記述課題 -> 現金保有のコストについての記事から、「現金は企業経営にとって重要ですが、「持ちすぎる」のも問題があります。」で始まり「下げる要因となりかねません。」まで続く部分を、一字も変えずに再掲すること。

出典 ->
-*-
2025年12月12日
「手元資金は多いほどいい」
そう考える経営者や財務担当者は少なくありません。たしかに、現金は不測の事態に備えるために重要な役割を果たします。
しかし、現金をただ保有し続けることにも、財務データには現れづらい「見えないコスト」 が発生しています。
この記事では、経済学の「機会費用」という考え方をもとに、現金を保有することで生じるコストについて考えます。 一般的な考え方はもちろん、
といった具体的なビジネスシーンをもとに 、現金を持つことのデメリットを詳しく解説しましょう。
現金は企業経営にとって重要ですが、「持ちすぎる」のも問題があります。
ここでは、現金保有のデメリットや資金調達に対する考え方を学ぶために、以下のポイントを解説しましょう。
“Cash is King”(現金は王)という表現があるように、手元資金は企業にとって守り神のような存在です。
しかし一方で、現金をただ持ち続けていると、目に見えないコストが発生している点を認識しておくことも必要です。
見えないコストは、手持ちの現金を別の目的(例えばリターンが見込める投資プロジェクトなど)に使っていれば、得られていたはずの利益を手放すことで生まれます。
例えば、手元にある1億円のキャッシュを、年15%のリターンが生まれる事業への投資に回していれば、年間1,500万円の収益が得られたはずです。1億円の現金を寝かせておくということは、実質的にこの1,500万円を捨てているのと同じことになります。
財務諸表でも、企業が保有するキャッシュは「働いていない資産」とみなされる側面があります。 現金が多く流動性が高いほど経営上のリスクは低くなりますが、余裕資金を有効活用できていない、とも考えられるためです。
実際に、キャッシュの比率が高まると、企業の収益性を測るROA(総資産利益率)やROE(自己資本利益率)を押し下げる要因となりかねません。
日本政策投資銀行によるリサーチでも、コロナ禍以降、ROAが回復し切っていない点を指摘しています。
-*-
抽出情報 ->
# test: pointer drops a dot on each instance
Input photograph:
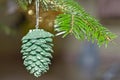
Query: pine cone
(37, 49)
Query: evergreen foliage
(75, 20)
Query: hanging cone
(36, 50)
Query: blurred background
(73, 59)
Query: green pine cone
(36, 50)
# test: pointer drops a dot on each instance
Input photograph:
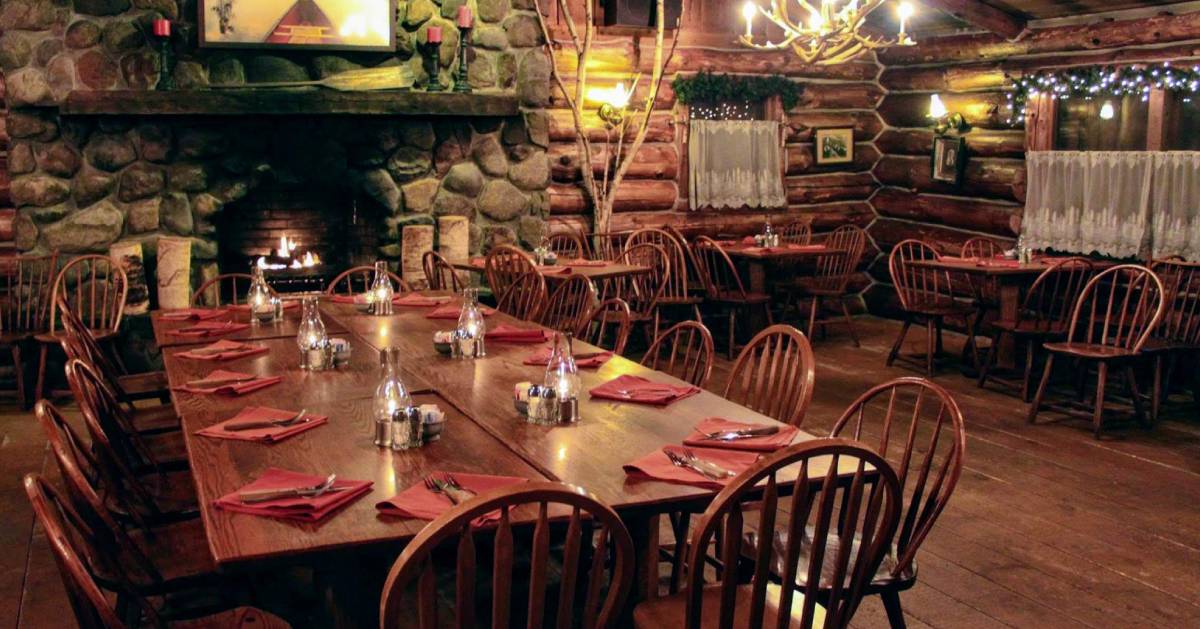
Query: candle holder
(431, 65)
(461, 78)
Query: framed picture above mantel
(365, 25)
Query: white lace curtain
(1114, 203)
(735, 163)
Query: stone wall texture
(83, 183)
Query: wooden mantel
(287, 102)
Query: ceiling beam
(983, 16)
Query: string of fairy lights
(1103, 82)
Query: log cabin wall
(654, 191)
(969, 72)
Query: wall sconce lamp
(945, 120)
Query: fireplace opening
(300, 235)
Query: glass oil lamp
(316, 353)
(259, 298)
(469, 334)
(381, 293)
(561, 385)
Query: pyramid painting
(358, 24)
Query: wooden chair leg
(40, 388)
(850, 322)
(1042, 390)
(899, 343)
(1102, 379)
(895, 612)
(19, 369)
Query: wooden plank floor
(1047, 528)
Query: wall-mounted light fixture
(943, 119)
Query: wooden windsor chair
(358, 280)
(79, 343)
(831, 277)
(1043, 316)
(439, 274)
(840, 487)
(1179, 333)
(504, 265)
(684, 351)
(595, 544)
(927, 294)
(919, 430)
(229, 288)
(677, 292)
(78, 544)
(95, 287)
(724, 287)
(24, 309)
(774, 375)
(609, 315)
(525, 298)
(569, 305)
(1110, 324)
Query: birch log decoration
(129, 257)
(174, 273)
(414, 241)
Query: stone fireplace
(100, 159)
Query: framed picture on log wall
(835, 145)
(949, 159)
(299, 24)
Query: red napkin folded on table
(418, 502)
(641, 390)
(259, 382)
(509, 334)
(210, 328)
(311, 509)
(245, 307)
(453, 311)
(228, 351)
(265, 435)
(655, 466)
(767, 443)
(192, 315)
(419, 300)
(541, 357)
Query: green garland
(706, 87)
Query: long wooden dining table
(484, 433)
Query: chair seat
(883, 579)
(234, 618)
(144, 385)
(731, 297)
(1091, 351)
(669, 611)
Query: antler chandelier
(827, 34)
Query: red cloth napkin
(305, 509)
(767, 443)
(418, 502)
(541, 357)
(210, 328)
(510, 334)
(259, 382)
(229, 351)
(245, 307)
(192, 315)
(655, 466)
(419, 300)
(262, 413)
(641, 390)
(453, 311)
-*-
解答例 ->
現金は企業経営にとって重要ですが、「持ちすぎる」のも問題があります。
ここでは、現金保有のデメリットや資金調達に対する考え方を学ぶために、以下のポイントを解説しましょう。
“Cash is King”(現金は王)という表現があるように、手元資金は企業にとって守り神のような存在です。
しかし一方で、現金をただ持ち続けていると、目に見えないコストが発生している点を認識しておくことも必要です。
見えないコストは、手持ちの現金を別の目的(例えばリターンが見込める投資プロジェクトなど)に使っていれば、得られていたはずの利益を手放すことで生まれます。
例えば、手元にある1億円のキャッシュを、年15%のリターンが生まれる事業への投資に回していれば、年間1,500万円の収益が得られたはずです。1億円の現金を寝かせておくということは、実質的にこの1,500万円を捨てているのと同じことになります。
財務諸表でも、企業が保有するキャッシュは「働いていない資産」とみなされる側面があります。 現金が多く流動性が高いほど経営上のリスクは低くなりますが、余裕資金を有効活用できていない、とも考えられるためです。
実際に、キャッシュの比率が高まると、企業の収益性を測るROA(総資産利益率)やROE(自己資本利益率)を押し下げる要因となりかねません。